#### JOB:
Please recast the entries, starting at the line containing "Tag every instance of the wooden pergola" and running through the last entry, as a Markdown table. Use a Row column for the row number and an Entry column for the line, and leave out blank lines.

[Entries from a point annotation set]
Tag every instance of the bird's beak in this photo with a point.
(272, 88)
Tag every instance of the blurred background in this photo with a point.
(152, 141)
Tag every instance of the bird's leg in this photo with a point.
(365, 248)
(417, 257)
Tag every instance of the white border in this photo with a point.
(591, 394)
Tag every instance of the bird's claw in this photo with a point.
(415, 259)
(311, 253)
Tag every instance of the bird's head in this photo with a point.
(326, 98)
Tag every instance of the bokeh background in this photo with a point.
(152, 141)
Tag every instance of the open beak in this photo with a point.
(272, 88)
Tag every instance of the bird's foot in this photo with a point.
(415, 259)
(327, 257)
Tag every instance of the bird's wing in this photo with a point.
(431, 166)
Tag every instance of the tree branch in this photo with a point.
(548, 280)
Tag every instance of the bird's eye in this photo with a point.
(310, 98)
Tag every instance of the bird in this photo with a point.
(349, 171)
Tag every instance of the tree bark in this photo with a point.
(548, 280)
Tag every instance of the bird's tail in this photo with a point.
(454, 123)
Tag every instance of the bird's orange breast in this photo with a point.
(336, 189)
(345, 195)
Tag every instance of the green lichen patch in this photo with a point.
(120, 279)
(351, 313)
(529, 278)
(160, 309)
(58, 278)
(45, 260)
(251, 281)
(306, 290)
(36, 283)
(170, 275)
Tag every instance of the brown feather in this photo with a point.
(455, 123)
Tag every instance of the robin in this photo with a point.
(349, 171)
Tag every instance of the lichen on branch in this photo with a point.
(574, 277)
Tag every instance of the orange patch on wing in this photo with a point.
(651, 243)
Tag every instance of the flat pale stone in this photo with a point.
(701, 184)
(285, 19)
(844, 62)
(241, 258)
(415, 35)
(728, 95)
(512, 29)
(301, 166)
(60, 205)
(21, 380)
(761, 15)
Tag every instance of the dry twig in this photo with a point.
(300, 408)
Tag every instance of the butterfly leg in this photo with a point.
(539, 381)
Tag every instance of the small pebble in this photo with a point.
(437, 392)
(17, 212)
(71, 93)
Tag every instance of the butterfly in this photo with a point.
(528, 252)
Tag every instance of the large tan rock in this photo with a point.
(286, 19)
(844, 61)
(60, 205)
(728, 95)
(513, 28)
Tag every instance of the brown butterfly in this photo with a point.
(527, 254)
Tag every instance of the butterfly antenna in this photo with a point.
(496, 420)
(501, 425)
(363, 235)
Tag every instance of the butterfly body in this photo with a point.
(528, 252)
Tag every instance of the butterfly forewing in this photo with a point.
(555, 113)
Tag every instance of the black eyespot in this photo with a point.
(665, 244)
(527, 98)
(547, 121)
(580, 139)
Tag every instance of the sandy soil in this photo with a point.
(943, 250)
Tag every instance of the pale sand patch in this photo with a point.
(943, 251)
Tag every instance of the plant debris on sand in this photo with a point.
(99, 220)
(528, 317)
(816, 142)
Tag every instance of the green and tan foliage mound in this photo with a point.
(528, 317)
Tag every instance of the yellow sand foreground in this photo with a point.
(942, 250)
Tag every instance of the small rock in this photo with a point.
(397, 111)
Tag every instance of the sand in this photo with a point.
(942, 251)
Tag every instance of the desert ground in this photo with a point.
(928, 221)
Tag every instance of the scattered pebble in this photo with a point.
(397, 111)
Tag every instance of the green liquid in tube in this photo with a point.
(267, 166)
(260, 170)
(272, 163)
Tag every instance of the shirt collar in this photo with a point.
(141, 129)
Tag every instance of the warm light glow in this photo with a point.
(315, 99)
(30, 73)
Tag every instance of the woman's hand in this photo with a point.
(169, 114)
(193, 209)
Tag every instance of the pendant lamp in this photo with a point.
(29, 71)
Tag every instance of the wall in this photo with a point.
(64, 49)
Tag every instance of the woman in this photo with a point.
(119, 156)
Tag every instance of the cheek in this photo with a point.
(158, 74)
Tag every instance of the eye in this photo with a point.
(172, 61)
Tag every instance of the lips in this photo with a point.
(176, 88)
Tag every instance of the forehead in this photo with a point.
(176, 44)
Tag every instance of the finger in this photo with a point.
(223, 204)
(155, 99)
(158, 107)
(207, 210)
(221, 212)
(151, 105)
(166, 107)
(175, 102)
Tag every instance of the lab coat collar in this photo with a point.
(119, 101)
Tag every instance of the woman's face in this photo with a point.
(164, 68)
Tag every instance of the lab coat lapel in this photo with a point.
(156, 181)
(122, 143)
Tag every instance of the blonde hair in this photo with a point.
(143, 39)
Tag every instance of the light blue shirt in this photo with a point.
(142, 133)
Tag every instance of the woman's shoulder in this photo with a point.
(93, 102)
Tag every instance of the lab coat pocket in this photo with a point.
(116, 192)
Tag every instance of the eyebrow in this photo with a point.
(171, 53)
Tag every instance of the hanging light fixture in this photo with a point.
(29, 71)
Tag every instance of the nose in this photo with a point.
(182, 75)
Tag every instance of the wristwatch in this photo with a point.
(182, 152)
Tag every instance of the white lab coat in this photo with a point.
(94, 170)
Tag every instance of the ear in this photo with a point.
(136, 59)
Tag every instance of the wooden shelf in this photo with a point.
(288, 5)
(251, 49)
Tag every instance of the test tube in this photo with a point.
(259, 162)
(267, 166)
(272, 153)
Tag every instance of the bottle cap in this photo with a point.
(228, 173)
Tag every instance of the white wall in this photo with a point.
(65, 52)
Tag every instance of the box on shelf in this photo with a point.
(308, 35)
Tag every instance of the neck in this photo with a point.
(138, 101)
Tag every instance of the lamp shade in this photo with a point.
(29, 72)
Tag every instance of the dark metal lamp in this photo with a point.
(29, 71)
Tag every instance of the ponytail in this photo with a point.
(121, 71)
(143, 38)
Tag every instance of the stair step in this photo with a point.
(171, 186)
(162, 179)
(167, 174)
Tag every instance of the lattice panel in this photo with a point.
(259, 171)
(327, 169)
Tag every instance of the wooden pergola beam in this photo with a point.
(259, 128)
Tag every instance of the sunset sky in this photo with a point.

#### FINAL ANSWER:
| Row | Entry |
|---|---|
| 1 | Tag every instance of the wooden pergola beam in this photo with a point. |
| 2 | (259, 128) |
| 3 | Tag every instance of the sunset sky in this photo with a point. |